▶ **DATA TO PROCESS**:
== == ==
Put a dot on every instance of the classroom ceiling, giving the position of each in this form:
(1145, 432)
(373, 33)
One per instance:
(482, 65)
== == ==
▶ **WHAT IS BEING ASKED**: Restate the records above word for word.

▶ **SOLUTION**:
Put a dot on every instance of the classroom ceiling, giving the position of each in this form:
(1145, 432)
(373, 33)
One per instance:
(482, 65)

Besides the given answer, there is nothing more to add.